> **Study text**:
■ ■ ■ ■
Posted on 12 August 2011
The five year funding programme will allow the YCR Cancer Research Unit in the Department of Biology to explore the exact molecular properties that allow prostate cancer stem cells – widely regarded as the ‘root’ cause of all prostate cancers in men – to ultimately survive, spread and resist treatment.
Only recently have scientists been able to isolate stem cells from most of the major cancers and their existence is giving rise to new ideas about how to treat and even cure cancers
Professor Norman Maitland
A team of scientists, led by cancer specialist, Professor Norman Maitland, will use the funding to look specifically at the DNA sequence of prostate cancer stem cells to determine for the first time what is missing from the sequence.
The award follows a rigorous review of the YCR Cancer Research Unit by a group of eminent scientists from the UK and across the world.
In co-operation with York-based drug development company, Pro-cure Therapeutics, the Unit is aiming to make a new generation of cancer drugs to specifically target prostate cancer stem cells and thus tackle the root cause of the disease.
■ ■ ■ ■
> **Complete the following**:
- 1) In the prostate cancer research announcement, how long does the funding programme run?
- 2) Extend the prostate cancer research announcement past its final sentence.

Records from a data source:
■ ■ ■ ■
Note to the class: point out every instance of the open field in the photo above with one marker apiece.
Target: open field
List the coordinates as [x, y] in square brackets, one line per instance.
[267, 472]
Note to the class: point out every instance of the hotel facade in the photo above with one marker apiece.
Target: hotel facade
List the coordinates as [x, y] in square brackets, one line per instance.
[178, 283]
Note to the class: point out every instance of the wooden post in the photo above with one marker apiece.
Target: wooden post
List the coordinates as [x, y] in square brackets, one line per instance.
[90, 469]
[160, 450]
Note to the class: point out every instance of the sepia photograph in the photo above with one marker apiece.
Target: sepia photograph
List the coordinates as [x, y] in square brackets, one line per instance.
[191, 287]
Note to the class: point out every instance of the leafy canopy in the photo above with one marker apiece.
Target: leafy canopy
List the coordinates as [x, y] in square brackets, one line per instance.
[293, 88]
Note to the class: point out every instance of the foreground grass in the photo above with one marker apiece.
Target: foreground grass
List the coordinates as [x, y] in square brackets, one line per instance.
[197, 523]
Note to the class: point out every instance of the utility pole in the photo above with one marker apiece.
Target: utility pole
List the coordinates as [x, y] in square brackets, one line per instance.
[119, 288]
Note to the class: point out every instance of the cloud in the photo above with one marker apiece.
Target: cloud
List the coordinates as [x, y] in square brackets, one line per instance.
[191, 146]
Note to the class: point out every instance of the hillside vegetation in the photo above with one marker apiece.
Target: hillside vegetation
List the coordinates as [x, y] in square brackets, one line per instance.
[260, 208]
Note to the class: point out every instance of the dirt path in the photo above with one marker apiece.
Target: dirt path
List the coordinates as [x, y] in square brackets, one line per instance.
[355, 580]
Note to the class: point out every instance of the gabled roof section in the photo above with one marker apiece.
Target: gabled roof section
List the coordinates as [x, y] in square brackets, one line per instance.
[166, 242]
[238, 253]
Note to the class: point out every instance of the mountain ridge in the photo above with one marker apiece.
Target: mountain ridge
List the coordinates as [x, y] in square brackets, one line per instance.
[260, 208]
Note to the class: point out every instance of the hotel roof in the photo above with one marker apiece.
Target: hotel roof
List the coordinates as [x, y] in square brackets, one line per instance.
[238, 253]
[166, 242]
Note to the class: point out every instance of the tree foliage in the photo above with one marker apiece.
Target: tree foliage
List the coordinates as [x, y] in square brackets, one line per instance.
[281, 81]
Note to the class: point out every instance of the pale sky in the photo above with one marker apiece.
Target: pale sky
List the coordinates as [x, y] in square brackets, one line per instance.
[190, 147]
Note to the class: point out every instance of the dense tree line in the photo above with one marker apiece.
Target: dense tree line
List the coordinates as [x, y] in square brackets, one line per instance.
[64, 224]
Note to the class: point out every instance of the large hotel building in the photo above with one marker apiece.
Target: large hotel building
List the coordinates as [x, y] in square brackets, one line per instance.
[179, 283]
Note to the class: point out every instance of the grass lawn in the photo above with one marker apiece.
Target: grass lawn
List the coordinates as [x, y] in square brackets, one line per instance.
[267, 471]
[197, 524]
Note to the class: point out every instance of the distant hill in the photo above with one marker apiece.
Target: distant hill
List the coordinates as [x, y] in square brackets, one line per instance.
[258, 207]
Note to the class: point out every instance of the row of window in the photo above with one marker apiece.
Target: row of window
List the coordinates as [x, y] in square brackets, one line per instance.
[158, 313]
■ ■ ■ ■
> **Numbered answers**:
- 1) Five years.

- 2)
Professor Maitland said: “Only recently have scientists been able to isolate stem cells from most of the major cancers and their existence is giving rise to new ideas about how to treat and even cure cancers.
“In York we have developed the means to obtain these cells specifically from prostate cancers, now the most commonly diagnosed cancer in men, and the properties of prostate cancer stem cells do indeed suggest that they form this treatment resistant core.”
Professor Maitland said his team were aiming to explore the molecular properties that allow the cancer stem cells to survive and resist treatment, using several different strategies.
“We will use the knowledge gained from the human genome project to look at the DNA sequence of the cells and more importantly to find any missing pieces from the sequence. We will also examine the arrangement of the proteins that coat the DNA and how they are modified – a gene control mechanism known as epigenetics,” he said.
“We will also further develop our laboratory models of prostate cancer to test current and new treatments including radiation and drugs on cancer stem cells. Using these methods we hope to identify survival mechanisms of the cancer stem cells so we can develop a new generation of treatments to undermine and kill them.”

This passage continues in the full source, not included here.